• [What to do]:
• a. Copy out the family reunion passage from "They don’t appear" up to and including "cooking on task.".
• b. Using the family reunion passage, answer these:
(i) On what day did a number of the family come down to prepare for the Saturday meal?
(ii) Where does Carold live?
(iii) Who does the actual cooking?

• [Source document]:
From left: Joe Lewis, Morris Henry Peoples, and Rufus Johnson.
A number of the family came down on Wednesday to prepare for the Saturday meal. A bunch of us spent hours yesterday trimming and seasoning the ribs on folding tables, circling and sprinkling the racks with at least a dozen spices, FedExed here in a large box days ago. It felt like some strange ceremony, bottles in each hand sifting magic dust onto the meat. We sprinkled Old Hickory Smoked Salt and cayenne, paprika and onion powder, Beau Monde and Lawry’s Seasoned Salt, and at least that many more. When I went to pee, one of the younger men warned, “Make sure to wash your hands before,” to general murmurs of assent. “Found that out the hard way last year.”
The elders—three first cousins, as close as brothers—grew up on this land more than seventy years ago. They’d rather be here right now than anyplace else on earth. They were four until a month ago, when Marvin Cummings, Phillip’s father, passed just shy of his ninetieth. Harold is said to have taken it particularly hard. As if by unspoken agreement, no one mentions Marvin. For that matter, no one knew for sure whether Carold, who lives in Denver and is in less-than-perfect health, would make it. When the two others saw him approach in a pickup, they immediately rose and smiled. Before Carold had even come to a stop, Harold called, “Where’d you steal that truck?”
They don’t appear busy, but they are, fulfilling the duties expected of elders since the first reunion. This, near as I can tell, consists of remembering their youth, lamenting the ever-steeper decline in common sense among the young, and, most immediately, keeping the knuckleheaded young men doing the actual cooking on task.

• [Data]:
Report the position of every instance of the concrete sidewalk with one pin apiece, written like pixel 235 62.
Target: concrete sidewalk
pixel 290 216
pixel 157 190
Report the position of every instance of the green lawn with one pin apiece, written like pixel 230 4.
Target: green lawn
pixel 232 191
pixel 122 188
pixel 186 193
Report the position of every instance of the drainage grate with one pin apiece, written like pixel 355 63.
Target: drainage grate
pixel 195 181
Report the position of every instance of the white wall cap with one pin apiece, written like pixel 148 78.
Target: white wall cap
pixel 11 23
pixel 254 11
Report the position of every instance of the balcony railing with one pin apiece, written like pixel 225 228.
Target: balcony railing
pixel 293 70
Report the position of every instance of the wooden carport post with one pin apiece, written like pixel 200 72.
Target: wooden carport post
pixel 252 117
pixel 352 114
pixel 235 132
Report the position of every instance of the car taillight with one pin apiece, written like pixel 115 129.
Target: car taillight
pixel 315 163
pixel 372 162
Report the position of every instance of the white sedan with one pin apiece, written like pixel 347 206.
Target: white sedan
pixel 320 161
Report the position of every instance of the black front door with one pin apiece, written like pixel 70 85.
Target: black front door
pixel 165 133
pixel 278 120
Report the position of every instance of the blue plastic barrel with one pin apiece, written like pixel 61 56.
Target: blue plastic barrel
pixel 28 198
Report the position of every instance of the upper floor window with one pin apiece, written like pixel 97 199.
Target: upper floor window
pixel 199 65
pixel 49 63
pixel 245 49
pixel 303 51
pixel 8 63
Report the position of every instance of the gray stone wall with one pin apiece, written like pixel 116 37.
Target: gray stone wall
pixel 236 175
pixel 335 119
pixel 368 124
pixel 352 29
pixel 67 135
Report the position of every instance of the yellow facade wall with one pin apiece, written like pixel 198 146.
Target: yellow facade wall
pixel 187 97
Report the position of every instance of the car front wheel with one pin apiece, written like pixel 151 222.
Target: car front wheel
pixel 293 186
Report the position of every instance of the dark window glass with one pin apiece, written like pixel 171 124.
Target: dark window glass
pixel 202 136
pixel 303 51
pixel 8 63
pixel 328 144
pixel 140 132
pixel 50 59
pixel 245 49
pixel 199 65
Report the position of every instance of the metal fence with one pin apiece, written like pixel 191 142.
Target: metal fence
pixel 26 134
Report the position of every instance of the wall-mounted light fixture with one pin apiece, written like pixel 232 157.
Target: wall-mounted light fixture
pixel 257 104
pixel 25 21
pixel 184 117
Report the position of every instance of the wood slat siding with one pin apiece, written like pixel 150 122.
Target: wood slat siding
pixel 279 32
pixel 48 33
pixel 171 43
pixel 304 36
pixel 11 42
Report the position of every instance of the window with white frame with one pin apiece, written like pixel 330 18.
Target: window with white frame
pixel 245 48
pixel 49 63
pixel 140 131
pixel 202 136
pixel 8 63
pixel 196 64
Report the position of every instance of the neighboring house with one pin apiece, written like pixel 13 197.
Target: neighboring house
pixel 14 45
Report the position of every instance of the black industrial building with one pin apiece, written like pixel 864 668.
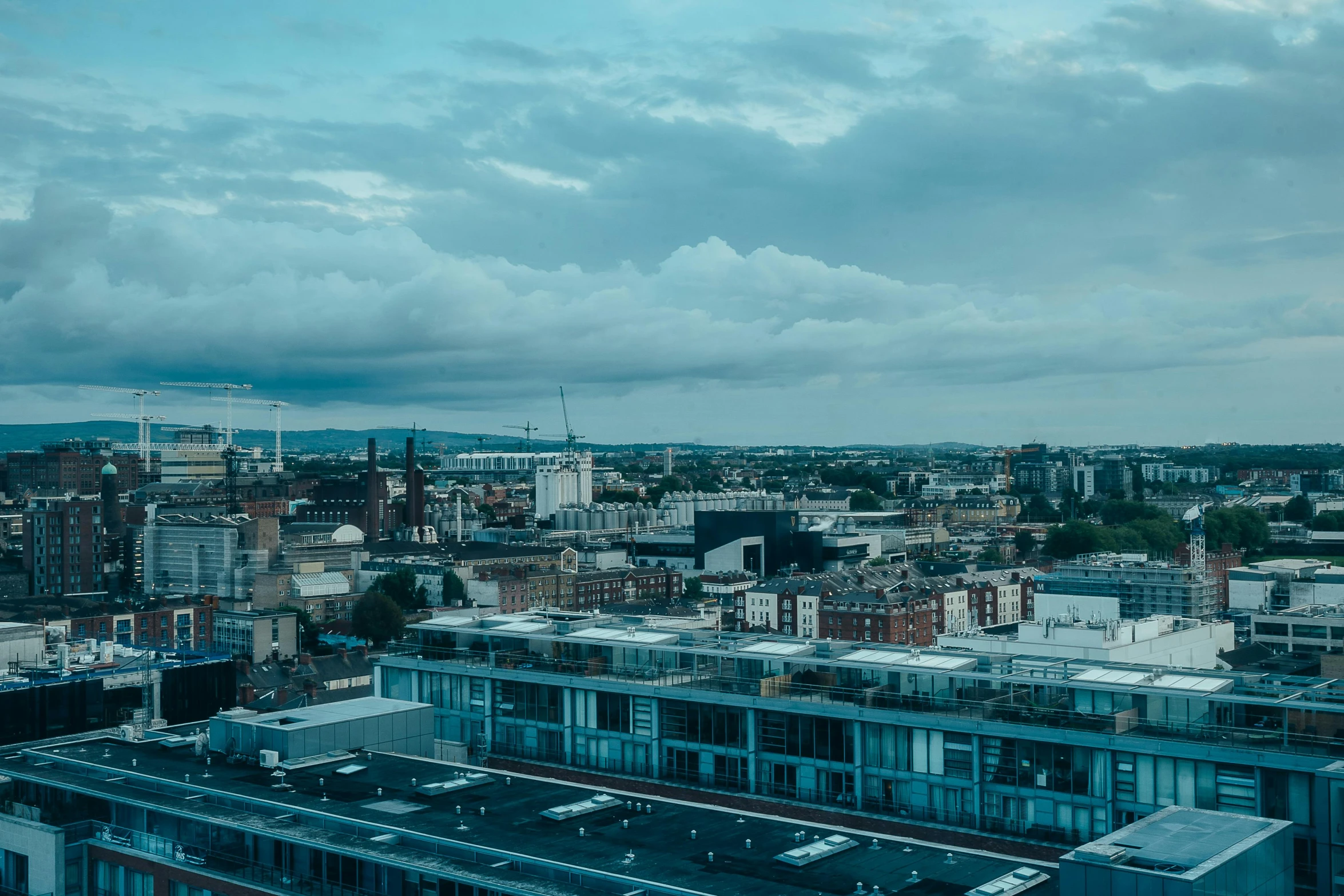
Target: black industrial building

• [Answers provided]:
• a.
They don’t appear busy, but they are, fulfilling the duties expected of elders since the first reunion. This, near as I can tell, consists of remembering their youth, lamenting the ever-steeper decline in common sense among the young, and, most immediately, keeping the knuckleheaded young men doing the actual cooking on task.

• b.
(i) Wednesday
(ii) Denver
(iii) The young men